PAGE TEXT:
== Segment start ==

Write-time memory admission — dedup-merge + salience floor (gitlab #969/#970).
A capped knowledge store used to fill with paraphrases of facts it already held,
forcing eviction to drop a good fact to make room for a near-duplicate. The
agent-facing ctx_knowledge remember path now runs a server-side admission gate
(ProjectKnowledge::remember_admitted) before committing: a new value that is
≥ auto_merge_similarity (word-Jaccard, default 0.9) to an existing same
category fact under a different key is merged into it (a confirmation bump, no
new row), and a value whose content salience falls below min_salience (default
0 = off, lossless) is rejected with a clear reason. Internal restorers (archive
rehydrate, cognition auto-promotion) keep using the ungated remember, so
admission only disciplines fresh agent writes. Same-key confirm/supersede
(contradictions) is untouched. Tunable via [memory.admission] /
LEAN_CTX_ADMISSION_{ENABLED,MERGE_SIMILARITY,MIN_SALIENCE}.
Cluster compaction — collapse low-value fact piles into recoverable digests
(gitlab #969/#971). Decay + the cap kept a busy store churning at 100% but
never actually shrank it. A new cognition-loop step (8c, hourly, lean-ctx-driven)
collapses a same-category cluster of faded (< max_confidence), barely-confirmed
(<= max_confirmations), never-frequently/recently-retrieved facts — at least
min_cluster of them (default 4) — into a single content-addressed digest fact,
archiving the originals so they rehydrate on recall. Digests and synthesized
summaries are never re-compacted. The digest key/value are byte-stable functions
of the cluster (#498). Surfaced as compacted= on the cognition-loop report.
Tunable via [memory.compaction] / LEAN_CTX_COMPACTION_*; runs only in the
background loop, never on the remember hot path.
Self-curating memory defaults + actionable capacity guidance (gitlab #969/#972).
prune_unretrieved_after_days now defaults to a conservative, recoverable
90 days (was off), so genuinely cold single-confirmation facts are archived
instead of accumulating. lean-ctx doctor capacity warnings are no longer a dead
end: a store at its cap now prints that this is healthy by design (eviction
holds it there) and which lever to pull, while an over-cap CRIT tells the
operator to run the cognition loop or raise the cap.
Read-cache re-delivery telemetry (gitlab #953). Turns the subjective
"re-reads feel unreliable" signal into data: every event that drops a
fully-delivered cache entry — forcing the next read to re-send the whole file
instead of the cheap [unchanged] stub — increments a process-global counter
grouped by cause (compaction, idle, eviction, conversation), surfaced
as a re-deliveries forced: line in ctx_cache status. The counters live only
in that diagnostic, never in a cacheable tool-output body, so output
determinism (#498) is preserved. Pure measurement — no behavioral change.

== Segment end ==

SOURCE INFORMATION:
== Segment start ==

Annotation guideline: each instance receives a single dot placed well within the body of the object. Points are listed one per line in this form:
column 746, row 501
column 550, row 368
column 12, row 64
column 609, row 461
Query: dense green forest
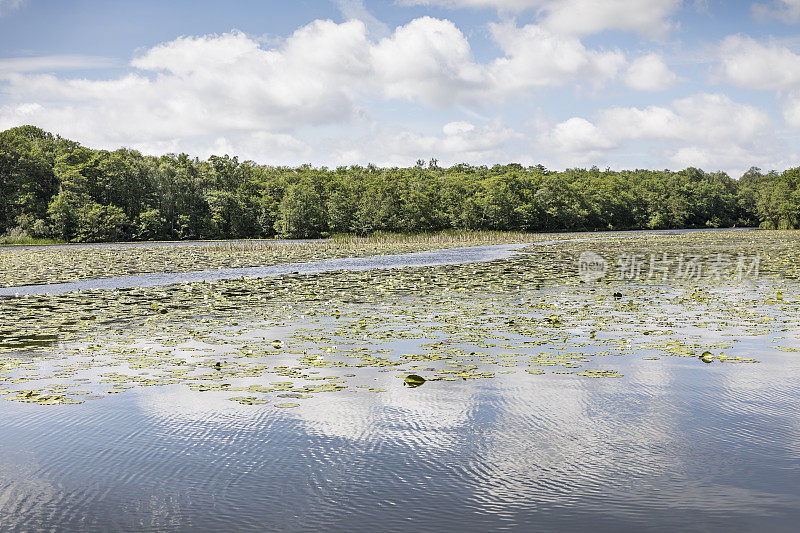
column 55, row 188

== Segment end ==

TASK INSTRUCTIONS:
[A] In the changelog, what value does prune_unretrieved_after_days now default to?
[B] Write out the part of the changelog that begins at the words "Self-curating memory defaults" and stops after the words "raise the cap.".
Answer from the changelog alone, without drawing on the lines.

RESPONSES BY TASK:
[A] 90 days

[B]
Self-curating memory defaults + actionable capacity guidance (gitlab #969/#972).
prune_unretrieved_after_days now defaults to a conservative, recoverable
90 days (was off), so genuinely cold single-confirmation facts are archived
instead of accumulating. lean-ctx doctor capacity warnings are no longer a dead
end: a store at its cap now prints that this is healthy by design (eviction
holds it there) and which lever to pull, while an over-cap CRIT tells the
operator to run the cognition loop or raise the cap.